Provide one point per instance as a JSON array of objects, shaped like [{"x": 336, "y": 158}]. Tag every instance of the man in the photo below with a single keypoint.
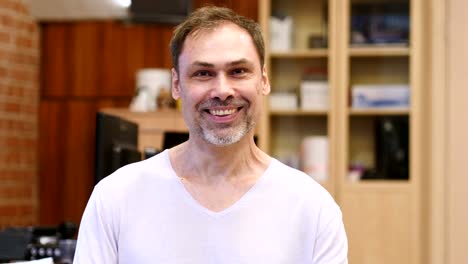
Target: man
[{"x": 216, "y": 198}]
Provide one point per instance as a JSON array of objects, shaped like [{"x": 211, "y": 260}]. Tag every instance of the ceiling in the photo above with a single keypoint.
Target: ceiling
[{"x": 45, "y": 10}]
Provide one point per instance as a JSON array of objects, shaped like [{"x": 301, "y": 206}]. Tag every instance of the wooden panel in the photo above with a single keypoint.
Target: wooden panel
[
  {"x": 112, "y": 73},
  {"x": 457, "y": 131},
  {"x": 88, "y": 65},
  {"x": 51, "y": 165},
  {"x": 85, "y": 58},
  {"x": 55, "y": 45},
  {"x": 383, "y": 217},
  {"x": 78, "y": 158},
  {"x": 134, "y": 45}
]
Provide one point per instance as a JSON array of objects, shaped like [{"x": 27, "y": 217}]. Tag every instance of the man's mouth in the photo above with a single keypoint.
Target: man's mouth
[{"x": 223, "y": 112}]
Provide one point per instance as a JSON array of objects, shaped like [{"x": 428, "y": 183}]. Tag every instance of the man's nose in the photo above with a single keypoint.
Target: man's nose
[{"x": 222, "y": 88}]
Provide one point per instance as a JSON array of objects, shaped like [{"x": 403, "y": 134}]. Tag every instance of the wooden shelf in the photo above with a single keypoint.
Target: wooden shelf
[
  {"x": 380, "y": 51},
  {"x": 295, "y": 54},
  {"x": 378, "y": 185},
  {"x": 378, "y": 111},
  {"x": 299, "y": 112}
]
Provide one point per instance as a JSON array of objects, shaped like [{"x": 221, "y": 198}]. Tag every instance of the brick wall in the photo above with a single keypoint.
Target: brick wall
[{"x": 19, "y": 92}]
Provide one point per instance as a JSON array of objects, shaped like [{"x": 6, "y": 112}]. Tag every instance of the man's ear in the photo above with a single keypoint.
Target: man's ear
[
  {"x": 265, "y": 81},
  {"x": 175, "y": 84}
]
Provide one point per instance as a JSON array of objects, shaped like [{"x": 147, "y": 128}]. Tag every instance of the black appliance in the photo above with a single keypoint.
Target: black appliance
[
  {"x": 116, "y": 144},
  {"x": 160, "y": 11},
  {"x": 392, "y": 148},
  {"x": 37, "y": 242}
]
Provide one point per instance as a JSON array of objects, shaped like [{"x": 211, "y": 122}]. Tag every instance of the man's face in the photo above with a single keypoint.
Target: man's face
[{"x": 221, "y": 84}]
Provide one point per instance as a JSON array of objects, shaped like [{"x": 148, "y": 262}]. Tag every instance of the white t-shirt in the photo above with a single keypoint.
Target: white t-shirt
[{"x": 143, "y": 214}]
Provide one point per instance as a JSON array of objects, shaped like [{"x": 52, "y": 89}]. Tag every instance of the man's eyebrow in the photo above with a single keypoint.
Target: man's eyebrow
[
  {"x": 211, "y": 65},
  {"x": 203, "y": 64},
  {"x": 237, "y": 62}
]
...
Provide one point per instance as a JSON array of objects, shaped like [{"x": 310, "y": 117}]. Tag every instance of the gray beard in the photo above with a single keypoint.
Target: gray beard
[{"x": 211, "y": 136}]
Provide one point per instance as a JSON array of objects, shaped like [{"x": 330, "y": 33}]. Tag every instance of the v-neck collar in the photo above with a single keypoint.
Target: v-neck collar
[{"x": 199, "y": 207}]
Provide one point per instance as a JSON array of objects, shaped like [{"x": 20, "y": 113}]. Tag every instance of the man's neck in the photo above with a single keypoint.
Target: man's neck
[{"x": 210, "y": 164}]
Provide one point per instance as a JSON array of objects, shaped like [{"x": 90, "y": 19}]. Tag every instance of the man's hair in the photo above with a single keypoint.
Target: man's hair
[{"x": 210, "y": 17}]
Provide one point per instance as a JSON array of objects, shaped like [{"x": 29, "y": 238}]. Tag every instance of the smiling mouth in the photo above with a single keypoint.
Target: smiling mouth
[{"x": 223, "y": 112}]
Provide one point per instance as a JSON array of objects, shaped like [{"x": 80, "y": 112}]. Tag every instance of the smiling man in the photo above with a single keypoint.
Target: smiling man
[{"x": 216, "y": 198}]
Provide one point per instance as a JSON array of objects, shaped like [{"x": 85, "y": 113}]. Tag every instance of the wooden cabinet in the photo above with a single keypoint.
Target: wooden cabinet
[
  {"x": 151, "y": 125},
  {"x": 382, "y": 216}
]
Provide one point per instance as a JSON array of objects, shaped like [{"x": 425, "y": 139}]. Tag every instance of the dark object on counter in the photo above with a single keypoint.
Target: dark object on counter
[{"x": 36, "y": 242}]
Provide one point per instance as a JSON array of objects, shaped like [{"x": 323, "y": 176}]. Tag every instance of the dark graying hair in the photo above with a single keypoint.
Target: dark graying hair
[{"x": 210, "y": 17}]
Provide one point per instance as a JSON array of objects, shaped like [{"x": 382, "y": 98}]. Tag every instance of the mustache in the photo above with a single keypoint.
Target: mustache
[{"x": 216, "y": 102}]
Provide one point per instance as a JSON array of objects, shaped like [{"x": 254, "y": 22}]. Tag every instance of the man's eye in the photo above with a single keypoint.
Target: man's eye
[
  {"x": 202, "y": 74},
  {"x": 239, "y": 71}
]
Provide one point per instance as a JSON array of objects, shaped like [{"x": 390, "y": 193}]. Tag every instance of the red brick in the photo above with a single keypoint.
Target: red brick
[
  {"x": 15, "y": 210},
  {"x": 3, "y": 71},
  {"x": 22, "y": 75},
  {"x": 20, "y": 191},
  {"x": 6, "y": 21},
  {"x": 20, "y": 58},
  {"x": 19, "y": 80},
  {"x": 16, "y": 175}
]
* * *
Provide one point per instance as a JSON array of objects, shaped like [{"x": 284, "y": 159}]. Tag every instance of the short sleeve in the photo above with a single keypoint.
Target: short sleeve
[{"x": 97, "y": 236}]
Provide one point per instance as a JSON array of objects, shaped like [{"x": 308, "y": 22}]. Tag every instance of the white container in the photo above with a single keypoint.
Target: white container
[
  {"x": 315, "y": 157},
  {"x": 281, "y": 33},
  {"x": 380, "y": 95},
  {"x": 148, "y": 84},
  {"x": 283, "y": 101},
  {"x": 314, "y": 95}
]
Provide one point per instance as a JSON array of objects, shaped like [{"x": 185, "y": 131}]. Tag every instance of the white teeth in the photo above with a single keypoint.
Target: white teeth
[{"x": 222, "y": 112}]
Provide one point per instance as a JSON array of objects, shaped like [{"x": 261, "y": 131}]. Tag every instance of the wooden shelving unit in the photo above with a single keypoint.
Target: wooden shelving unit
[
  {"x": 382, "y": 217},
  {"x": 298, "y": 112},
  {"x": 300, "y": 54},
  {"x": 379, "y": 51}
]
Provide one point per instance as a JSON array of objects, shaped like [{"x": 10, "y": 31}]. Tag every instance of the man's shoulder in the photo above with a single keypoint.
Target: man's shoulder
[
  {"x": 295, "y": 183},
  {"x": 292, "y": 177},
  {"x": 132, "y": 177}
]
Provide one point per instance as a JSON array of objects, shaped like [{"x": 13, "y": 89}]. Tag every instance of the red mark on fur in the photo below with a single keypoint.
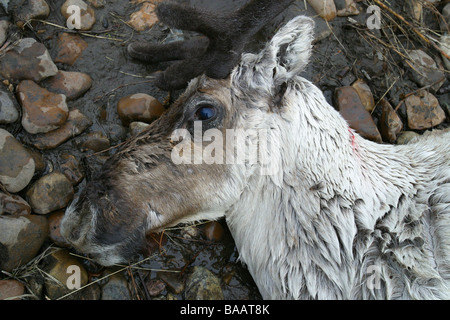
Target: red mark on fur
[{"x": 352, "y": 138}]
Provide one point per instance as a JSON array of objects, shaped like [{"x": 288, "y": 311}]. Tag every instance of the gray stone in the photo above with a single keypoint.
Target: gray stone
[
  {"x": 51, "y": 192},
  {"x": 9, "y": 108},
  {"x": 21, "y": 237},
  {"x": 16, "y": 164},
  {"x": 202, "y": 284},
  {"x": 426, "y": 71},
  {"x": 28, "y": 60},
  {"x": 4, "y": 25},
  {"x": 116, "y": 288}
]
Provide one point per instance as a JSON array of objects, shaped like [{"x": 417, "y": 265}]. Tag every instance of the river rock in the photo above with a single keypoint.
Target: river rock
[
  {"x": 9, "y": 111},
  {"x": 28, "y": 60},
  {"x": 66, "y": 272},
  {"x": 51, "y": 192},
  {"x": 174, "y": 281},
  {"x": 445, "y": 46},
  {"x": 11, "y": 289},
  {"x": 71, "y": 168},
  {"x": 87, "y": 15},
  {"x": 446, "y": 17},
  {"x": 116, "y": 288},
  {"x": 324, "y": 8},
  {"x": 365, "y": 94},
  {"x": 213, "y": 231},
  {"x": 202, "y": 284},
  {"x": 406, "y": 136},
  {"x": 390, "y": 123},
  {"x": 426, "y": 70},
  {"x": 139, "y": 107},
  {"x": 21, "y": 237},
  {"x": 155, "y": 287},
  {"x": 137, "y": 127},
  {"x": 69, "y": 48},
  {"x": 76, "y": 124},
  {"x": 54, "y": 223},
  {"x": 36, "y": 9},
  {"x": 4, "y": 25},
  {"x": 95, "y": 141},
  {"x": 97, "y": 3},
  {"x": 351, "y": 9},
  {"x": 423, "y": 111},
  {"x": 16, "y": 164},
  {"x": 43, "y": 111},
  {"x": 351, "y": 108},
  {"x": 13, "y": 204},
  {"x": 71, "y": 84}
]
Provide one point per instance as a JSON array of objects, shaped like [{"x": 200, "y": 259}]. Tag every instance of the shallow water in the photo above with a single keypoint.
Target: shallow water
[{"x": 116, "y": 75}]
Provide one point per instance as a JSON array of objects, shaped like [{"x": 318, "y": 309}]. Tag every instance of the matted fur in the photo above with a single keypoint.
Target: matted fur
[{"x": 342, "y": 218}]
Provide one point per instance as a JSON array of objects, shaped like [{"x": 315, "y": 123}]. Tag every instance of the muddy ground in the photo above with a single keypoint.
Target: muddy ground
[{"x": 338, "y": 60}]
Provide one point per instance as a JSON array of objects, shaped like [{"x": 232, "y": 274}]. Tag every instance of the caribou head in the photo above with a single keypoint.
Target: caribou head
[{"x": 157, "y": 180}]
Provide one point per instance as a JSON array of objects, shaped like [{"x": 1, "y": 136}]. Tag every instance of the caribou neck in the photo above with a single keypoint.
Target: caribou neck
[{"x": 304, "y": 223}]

WHAT YOU WILL DO: From the data, collect all lines where the string "below" appears.

ANSWER SECTION:
Provide one point per instance as a JSON array of objects, shaped like [{"x": 336, "y": 158}]. Tag every instance of the man in the photo below with a single keypoint.
Provide one point per instance as a JSON array of objects, shaped like [{"x": 13, "y": 89}]. Tag every instance of the red mark on fur in the photo below with a single keypoint.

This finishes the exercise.